## [What to produce]
Gather every line in the material below that contains the word "shirt", and copy each such line unchanged.

## [Data in this exercise]
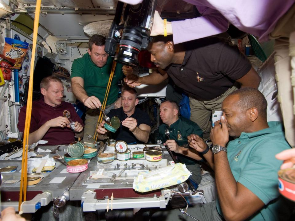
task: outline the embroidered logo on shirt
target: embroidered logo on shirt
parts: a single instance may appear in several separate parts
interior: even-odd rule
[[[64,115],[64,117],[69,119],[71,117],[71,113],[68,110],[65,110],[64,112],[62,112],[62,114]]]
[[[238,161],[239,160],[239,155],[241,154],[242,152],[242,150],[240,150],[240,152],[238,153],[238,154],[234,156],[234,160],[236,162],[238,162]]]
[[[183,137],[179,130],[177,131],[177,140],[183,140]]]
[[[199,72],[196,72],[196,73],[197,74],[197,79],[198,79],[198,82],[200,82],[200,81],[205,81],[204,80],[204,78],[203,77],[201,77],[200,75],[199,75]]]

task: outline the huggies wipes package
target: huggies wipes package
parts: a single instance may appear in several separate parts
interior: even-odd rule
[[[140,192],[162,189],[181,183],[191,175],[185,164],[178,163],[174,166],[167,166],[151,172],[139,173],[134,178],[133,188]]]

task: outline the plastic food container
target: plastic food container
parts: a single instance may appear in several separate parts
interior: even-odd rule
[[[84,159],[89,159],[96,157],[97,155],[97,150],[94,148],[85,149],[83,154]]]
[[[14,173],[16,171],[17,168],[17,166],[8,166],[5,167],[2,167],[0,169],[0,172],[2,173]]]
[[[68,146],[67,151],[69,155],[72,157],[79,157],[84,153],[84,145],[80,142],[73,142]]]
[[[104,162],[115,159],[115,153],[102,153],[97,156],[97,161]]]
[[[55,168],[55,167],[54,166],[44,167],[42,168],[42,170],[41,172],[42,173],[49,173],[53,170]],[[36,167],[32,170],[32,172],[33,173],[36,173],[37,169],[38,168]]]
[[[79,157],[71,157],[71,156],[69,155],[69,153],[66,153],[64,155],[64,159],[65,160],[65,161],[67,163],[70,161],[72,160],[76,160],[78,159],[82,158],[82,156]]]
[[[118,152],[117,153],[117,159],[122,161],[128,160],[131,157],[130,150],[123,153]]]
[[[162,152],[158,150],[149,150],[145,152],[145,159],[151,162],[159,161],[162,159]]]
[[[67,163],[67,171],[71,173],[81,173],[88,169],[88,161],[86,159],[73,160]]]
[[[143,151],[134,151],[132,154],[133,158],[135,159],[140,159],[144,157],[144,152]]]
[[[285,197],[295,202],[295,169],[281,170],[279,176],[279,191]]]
--
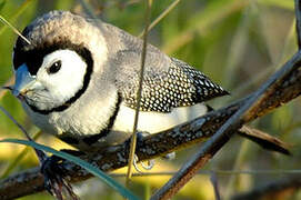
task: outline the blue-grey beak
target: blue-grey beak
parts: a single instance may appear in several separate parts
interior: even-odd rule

## [Written solution]
task: outline the embroidered logo on shirt
target: embroidered logo on shirt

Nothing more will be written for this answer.